**What you are asked to do:**
In the entries that follow, the first line to write out is the one containing "Objective: locate each instance of the blurred", and the last is the one containing "Objective: locate each instance of the perching". Reproduce that stretch exactly, with nothing before or after it.

**Records for the task:**
###
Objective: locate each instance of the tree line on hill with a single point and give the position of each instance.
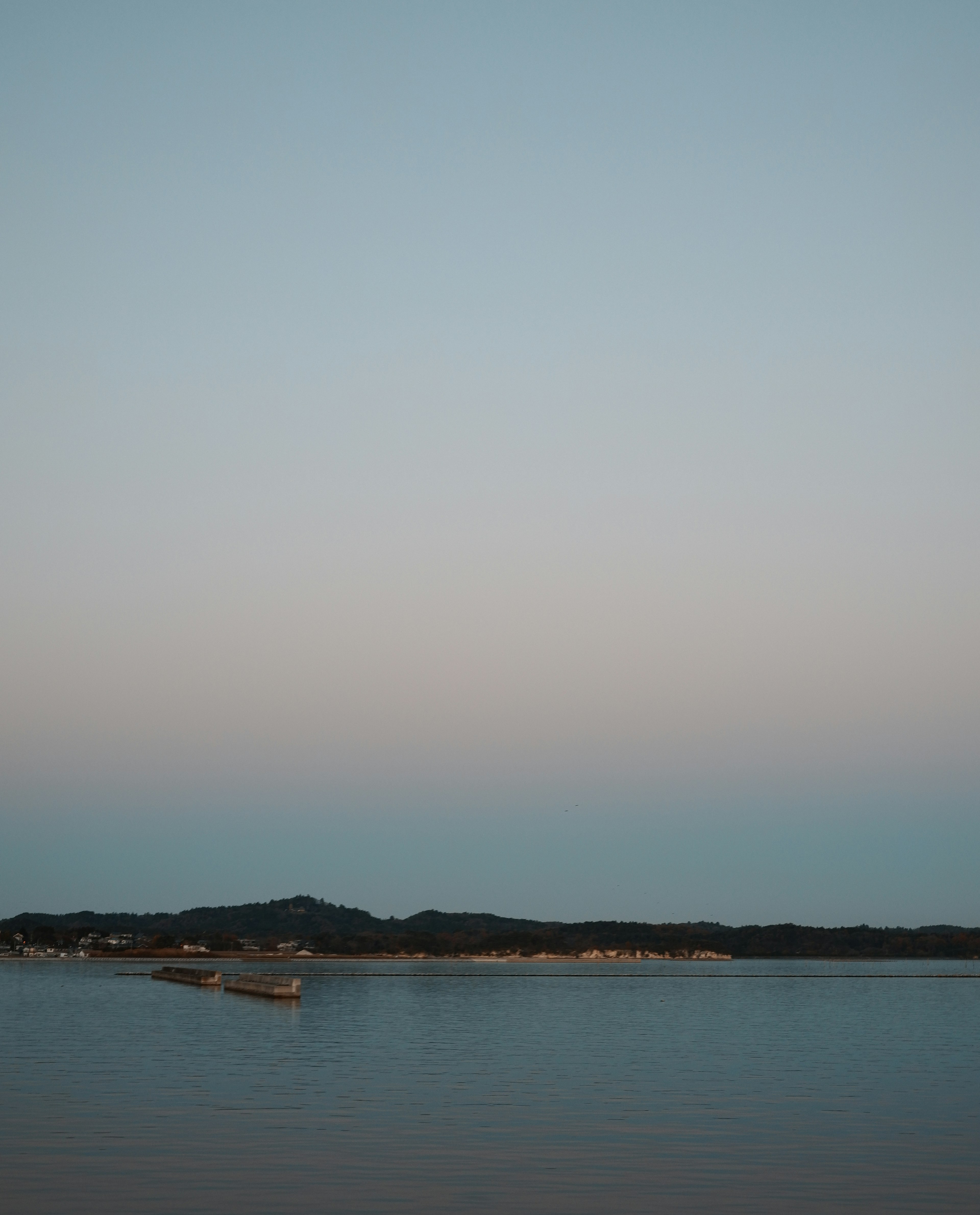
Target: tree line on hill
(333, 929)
###
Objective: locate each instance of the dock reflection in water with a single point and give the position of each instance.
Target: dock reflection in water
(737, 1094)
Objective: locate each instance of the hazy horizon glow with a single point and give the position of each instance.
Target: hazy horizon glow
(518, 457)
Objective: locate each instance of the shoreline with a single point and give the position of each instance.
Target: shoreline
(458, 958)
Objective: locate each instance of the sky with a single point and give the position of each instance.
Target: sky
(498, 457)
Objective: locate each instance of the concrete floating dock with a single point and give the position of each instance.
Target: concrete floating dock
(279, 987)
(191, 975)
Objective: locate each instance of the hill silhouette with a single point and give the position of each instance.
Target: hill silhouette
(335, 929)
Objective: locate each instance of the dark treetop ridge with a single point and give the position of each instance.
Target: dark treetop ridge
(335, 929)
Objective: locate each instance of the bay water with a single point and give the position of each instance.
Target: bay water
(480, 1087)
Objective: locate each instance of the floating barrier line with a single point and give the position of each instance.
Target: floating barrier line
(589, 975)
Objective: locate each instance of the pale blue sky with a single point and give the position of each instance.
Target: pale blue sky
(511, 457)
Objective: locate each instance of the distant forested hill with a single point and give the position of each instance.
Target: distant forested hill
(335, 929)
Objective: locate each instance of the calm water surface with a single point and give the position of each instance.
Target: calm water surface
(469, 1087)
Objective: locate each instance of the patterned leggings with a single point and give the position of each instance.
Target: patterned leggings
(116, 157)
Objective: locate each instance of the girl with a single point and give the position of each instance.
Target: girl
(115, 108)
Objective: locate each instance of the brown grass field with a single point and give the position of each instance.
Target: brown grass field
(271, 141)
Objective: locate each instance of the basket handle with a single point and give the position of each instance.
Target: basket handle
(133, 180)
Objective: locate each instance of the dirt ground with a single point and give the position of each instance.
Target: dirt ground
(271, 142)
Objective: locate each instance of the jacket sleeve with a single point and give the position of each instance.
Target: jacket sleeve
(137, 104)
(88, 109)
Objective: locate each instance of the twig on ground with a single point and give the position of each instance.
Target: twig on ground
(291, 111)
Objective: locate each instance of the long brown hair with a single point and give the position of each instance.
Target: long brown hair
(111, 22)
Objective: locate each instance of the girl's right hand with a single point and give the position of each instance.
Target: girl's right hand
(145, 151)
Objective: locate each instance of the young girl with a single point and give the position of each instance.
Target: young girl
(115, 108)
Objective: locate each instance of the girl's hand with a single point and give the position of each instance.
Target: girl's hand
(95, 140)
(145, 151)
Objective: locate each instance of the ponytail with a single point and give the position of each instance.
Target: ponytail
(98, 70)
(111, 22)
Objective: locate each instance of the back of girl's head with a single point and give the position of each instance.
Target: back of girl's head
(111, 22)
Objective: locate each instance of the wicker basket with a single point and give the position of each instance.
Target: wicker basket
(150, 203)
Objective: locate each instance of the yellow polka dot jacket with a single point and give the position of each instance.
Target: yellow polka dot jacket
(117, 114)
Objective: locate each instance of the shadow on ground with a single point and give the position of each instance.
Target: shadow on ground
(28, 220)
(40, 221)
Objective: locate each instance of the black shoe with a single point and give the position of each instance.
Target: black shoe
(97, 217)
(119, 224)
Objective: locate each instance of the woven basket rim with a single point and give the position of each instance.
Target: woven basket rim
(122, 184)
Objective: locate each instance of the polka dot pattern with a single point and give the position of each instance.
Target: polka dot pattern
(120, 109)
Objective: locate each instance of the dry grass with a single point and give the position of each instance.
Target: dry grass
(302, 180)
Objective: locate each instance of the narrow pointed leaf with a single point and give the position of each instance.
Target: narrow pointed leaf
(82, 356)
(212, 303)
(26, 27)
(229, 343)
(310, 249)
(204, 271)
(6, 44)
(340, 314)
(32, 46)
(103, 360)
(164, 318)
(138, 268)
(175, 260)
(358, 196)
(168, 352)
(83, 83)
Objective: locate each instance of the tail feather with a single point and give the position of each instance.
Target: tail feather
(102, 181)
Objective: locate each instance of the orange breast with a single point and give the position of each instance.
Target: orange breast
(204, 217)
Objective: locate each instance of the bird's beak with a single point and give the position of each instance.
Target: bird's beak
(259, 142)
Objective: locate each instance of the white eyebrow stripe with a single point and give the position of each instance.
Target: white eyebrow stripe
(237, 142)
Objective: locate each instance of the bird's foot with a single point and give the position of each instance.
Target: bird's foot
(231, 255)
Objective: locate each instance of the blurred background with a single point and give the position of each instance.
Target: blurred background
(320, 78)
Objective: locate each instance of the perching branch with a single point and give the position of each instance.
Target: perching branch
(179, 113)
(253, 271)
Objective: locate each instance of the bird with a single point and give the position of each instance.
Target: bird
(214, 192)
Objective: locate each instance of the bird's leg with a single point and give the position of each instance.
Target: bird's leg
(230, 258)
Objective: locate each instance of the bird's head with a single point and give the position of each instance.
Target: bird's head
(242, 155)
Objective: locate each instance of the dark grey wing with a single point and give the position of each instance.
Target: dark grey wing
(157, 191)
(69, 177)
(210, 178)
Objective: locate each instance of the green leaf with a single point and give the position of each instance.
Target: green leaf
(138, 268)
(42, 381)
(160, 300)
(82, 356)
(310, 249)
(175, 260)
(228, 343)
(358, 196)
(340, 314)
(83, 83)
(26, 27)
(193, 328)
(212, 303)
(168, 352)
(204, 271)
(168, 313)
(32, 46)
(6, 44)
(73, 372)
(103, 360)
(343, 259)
###
**Solution for this task:**
Objective: locate each instance of the blurred background with a single point and give the position of each instance.
Target: blurred background
(320, 78)
Objective: locate each instance of the perching branch with a single point and give the position of each instance.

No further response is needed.